TASKS AND EXERCISES |
A. Please retype the piece on cellulosic ethanol from "So Congress mandated" to "of the process.".
B. Continue the piece on cellulosic ethanol, starting right after its final sentence.

EXCERPT PROVIDED |
================

The Oil Drum concerns itself with energy issues of all kinds, but leans toward Peak Oil and alternative fuels. It’s not a site that merely passes through propaganda for the fossil fuel industries.
Rapier, who has hands-on experience with cellulosic ethanol, is skeptical that cellulosic ethanol can ever be a commercial process because of the low energy density compared with conventional fossil fuels.
It is hard to believe that just a few short years ago, Congress mandated a massive increase in usage of cellulosic ethanol. This was remarkable, because no commercial cellulosic ethanol facilities even existed at the time. But people like Vinod Khosla were busy testifying before Congress that the only thing holding the industry back was more funding, and if they would provide the funding we could replace all of our gasoline consumption with cellulosic ethanol.
So Congress mandated in the 2007 Energy Independence and Security Act that we would use 100 million gallons of cellulosic ethanol in 2010, 250 million gallons in 2011, and then rapidly expand to 16 billion gallons per year by 2022. At the time, I saw a very appropriate analogy that summed up the situation: “It’s like trying to solve a traffic problem by mandating hovercraft. Except we don’t have hovercraft.” [Emphasis added]
The article goes on to explain that the main problem with biomass as a feedstock for cellulosic ethanol is its low energy density. It’s the energy lost in transporting the enormous quantity of feedstock to processing sites that seems to be the Achilles heel of the process.
Personally, I don’t believe large-scale commercialization of cellulosic ethanol will ever be viable due to the aforementioned fundamental issues with biomass conversion and efficiency, and will ultimately be relegated to the role of a niche fuel provider … . The heart of the problem here was the idea that technology can be mandated. Imagine that in 2005 Congress put forward a mandate that lung cancer would be cured by 2010, breast cancer by 2012, and by 2020 all cancers would be cured. People would think they were absolutely daft, because more people understand the difficulties involved in coping with cancer. On the other hand the general public doesn’t have a clue of the difficulties in economically turning cellulose into fuel, but they did hear a lot of hypesters in the news saying that it would be easy — as long as you get that Silicon Valley “know how” working on the problem. But the Silicon Valley players learned that Moore’s Law doesn’t apply to the energy business.

================

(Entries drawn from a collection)
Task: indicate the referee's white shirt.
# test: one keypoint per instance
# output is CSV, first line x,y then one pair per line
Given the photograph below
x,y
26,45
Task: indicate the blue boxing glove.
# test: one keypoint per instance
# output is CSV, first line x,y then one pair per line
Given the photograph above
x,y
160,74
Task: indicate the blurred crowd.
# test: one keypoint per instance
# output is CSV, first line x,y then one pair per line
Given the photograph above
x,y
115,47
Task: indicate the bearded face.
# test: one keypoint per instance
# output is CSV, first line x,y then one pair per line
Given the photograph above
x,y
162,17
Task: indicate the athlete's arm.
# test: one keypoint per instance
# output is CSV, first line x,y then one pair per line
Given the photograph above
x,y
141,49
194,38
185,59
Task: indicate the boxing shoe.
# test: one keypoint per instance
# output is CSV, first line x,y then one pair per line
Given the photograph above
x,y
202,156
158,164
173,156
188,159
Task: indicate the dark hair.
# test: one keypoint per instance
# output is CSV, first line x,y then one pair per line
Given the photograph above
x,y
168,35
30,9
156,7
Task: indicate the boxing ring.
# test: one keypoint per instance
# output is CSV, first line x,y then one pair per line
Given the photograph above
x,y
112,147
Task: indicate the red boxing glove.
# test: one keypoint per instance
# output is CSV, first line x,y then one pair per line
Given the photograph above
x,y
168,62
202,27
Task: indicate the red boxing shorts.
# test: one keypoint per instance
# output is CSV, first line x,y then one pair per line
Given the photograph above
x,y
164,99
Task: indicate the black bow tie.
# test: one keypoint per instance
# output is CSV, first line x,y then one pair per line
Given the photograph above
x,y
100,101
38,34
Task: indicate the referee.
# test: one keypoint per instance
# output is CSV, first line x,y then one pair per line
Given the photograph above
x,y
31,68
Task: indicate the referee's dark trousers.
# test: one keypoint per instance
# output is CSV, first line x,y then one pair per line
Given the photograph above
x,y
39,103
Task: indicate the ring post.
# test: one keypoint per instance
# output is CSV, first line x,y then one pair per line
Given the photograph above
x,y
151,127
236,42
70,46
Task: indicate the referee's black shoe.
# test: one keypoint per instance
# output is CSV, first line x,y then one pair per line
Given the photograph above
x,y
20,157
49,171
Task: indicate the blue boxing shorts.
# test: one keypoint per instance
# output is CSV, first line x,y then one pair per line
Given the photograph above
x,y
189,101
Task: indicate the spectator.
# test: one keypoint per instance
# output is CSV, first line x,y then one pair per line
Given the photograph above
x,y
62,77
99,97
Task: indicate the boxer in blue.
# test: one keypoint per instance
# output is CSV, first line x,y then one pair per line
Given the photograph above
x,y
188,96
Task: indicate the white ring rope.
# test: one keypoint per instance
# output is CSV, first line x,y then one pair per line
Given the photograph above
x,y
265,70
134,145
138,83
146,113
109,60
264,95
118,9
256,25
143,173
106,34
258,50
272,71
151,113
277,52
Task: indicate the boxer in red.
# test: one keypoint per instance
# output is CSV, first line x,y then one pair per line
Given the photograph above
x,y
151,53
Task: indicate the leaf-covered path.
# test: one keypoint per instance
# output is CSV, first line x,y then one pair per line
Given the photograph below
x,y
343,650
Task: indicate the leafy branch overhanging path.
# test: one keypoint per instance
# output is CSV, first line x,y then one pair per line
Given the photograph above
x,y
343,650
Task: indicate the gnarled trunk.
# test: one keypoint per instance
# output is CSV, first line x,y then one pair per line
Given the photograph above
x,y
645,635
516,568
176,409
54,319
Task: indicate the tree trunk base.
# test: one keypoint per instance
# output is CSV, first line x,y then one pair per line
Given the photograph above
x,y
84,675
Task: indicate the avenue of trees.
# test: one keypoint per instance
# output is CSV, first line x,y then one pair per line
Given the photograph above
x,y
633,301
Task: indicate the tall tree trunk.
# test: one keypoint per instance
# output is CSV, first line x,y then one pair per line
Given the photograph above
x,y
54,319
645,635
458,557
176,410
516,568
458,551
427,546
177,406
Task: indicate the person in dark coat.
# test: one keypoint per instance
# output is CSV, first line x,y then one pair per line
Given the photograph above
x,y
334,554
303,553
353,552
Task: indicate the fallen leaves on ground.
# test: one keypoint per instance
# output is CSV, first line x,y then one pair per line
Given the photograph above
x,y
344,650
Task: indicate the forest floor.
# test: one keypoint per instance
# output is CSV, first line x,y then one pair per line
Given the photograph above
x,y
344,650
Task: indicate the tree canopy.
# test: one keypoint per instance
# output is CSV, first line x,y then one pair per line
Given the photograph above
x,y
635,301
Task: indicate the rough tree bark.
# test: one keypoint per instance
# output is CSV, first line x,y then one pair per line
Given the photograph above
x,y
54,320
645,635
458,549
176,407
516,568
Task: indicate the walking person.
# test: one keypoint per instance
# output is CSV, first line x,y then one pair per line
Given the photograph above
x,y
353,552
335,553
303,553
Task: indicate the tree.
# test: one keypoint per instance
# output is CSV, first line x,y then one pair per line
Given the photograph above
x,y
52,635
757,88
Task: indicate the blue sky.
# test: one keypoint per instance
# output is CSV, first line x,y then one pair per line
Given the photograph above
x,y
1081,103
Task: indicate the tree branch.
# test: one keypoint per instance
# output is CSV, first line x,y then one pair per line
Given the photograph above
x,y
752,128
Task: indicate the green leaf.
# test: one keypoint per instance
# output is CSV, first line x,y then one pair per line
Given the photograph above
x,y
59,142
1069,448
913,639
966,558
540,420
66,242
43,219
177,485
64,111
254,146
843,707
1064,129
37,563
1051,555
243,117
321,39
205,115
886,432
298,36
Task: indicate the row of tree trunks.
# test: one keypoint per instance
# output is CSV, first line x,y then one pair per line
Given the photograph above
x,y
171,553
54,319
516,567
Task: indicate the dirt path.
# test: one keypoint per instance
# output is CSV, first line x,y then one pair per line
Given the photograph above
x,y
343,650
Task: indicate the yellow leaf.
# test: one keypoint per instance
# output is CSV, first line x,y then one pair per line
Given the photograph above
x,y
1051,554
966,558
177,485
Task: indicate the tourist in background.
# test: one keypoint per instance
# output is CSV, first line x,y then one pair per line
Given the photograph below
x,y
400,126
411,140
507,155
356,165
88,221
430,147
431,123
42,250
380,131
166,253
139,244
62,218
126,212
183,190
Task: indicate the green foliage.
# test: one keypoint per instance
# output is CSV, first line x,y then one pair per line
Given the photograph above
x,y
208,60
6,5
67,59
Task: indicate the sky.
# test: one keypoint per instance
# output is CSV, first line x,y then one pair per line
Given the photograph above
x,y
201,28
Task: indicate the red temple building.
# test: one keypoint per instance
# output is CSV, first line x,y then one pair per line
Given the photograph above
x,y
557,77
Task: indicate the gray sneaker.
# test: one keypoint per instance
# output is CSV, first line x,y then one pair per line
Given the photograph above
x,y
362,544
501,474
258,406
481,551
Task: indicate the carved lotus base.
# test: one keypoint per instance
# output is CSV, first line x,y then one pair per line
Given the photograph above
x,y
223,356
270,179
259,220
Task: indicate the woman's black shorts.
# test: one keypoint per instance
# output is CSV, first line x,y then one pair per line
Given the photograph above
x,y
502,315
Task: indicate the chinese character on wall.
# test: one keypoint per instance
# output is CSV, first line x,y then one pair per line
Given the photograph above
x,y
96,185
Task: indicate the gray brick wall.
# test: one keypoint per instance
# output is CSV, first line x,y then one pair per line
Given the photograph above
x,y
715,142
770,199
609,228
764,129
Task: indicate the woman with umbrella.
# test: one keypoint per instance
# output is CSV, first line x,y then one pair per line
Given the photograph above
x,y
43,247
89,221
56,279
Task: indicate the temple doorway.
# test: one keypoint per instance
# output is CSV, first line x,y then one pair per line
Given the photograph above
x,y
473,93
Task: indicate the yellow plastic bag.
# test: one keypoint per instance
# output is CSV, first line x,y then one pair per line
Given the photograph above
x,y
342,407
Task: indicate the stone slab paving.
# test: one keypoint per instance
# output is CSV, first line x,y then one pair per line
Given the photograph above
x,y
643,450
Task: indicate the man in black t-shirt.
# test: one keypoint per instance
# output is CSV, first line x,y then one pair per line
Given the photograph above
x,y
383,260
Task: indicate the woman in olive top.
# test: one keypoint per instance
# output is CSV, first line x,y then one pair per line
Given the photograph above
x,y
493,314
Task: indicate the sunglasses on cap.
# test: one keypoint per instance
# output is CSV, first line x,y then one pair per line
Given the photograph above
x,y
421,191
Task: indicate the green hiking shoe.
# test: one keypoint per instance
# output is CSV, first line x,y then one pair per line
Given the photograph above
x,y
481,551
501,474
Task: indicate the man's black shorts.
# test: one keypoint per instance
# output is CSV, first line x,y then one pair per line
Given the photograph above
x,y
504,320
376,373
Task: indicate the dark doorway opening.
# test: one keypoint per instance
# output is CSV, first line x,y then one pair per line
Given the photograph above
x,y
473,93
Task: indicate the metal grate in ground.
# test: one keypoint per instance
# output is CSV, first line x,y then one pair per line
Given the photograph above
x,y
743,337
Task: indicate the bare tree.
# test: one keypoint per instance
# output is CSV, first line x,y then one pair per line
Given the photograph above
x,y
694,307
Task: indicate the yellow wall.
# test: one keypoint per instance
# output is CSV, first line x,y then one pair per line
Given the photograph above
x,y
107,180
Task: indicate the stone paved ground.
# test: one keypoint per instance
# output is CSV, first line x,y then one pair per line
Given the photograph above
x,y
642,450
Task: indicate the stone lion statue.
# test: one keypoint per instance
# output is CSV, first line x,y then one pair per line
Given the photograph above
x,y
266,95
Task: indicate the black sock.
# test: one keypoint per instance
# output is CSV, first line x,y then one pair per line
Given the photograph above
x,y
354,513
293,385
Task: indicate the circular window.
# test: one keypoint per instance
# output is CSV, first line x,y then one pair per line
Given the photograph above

================

RESULTS OF THE EXERCISE |
A.
So Congress mandated in the 2007 Energy Independence and Security Act that we would use 100 million gallons of cellulosic ethanol in 2010, 250 million gallons in 2011, and then rapidly expand to 16 billion gallons per year by 2022. At the time, I saw a very appropriate analogy that summed up the situation: “It’s like trying to solve a traffic problem by mandating hovercraft. Except we don’t have hovercraft.” [Emphasis added]
The article goes on to explain that the main problem with biomass as a feedstock for cellulosic ethanol is its low energy density. It’s the energy lost in transporting the enormous quantity of feedstock to processing sites that seems to be the Achilles heel of the process.

B.
It is great to have lofty goals, but when you start to base your energy policy on fairy dust, you are setting yourself up for massive problems down the road. Technology breakthroughs can’t simply be mandated. Sometimes critical breakthroughs happen, and sometimes they don’t. In the case of cellulosic ethanol, commercial viability remains out of sight.
I am reminded of the story of the state legislature that passed a measure that henceforth the value of pi was set to 3, thereby simplifying grade school math for future generations of students.
It’s apparent from Mr. Rapier’s analysis that a commitment to cellulosic ethanol as a fuel source would turn our nation into a giant compost pile. Another option would be to eschew the internal combustion engine altogether and return to horse-drawn conveyance. That would require a willingness to spend our lives knee-deep in horses**t, but given that our governmental leadership and its policies have us neck-deep in same, the equine option may be a distinct improvement.